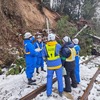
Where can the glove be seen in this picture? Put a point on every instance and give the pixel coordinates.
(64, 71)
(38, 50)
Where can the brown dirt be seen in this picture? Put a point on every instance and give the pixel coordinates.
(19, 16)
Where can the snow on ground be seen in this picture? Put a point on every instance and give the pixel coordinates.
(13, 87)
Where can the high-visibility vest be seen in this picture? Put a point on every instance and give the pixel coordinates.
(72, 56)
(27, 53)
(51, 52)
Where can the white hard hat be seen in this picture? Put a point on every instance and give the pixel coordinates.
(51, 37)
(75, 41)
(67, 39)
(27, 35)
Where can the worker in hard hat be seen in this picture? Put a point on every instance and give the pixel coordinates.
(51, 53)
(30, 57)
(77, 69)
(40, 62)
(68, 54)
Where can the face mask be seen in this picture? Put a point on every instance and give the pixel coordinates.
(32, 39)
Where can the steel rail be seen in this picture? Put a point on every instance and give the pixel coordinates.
....
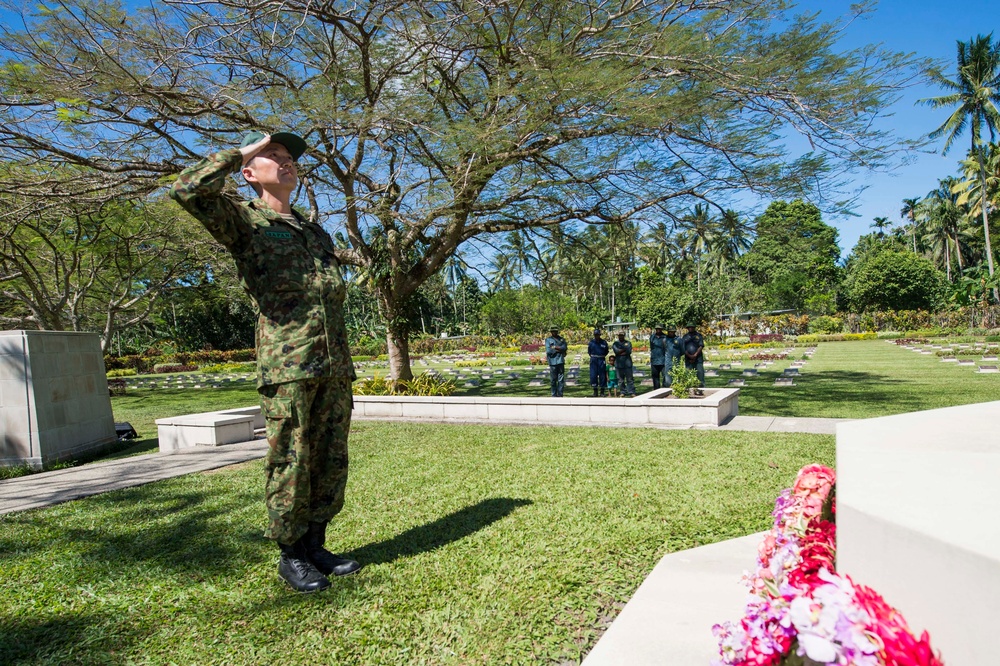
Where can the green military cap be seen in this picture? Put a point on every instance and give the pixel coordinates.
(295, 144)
....
**Given request**
Pull out each line in the entries above that contains "hard". Treat uppercase and lowercase as different.

**Worked answer**
Where can the white hard hat be seen in this picture? Put a point on every instance and give the pixel coordinates.
Where can the worker in hard hat be seen in this picture? Put a point on every instance and give the pixel coordinates.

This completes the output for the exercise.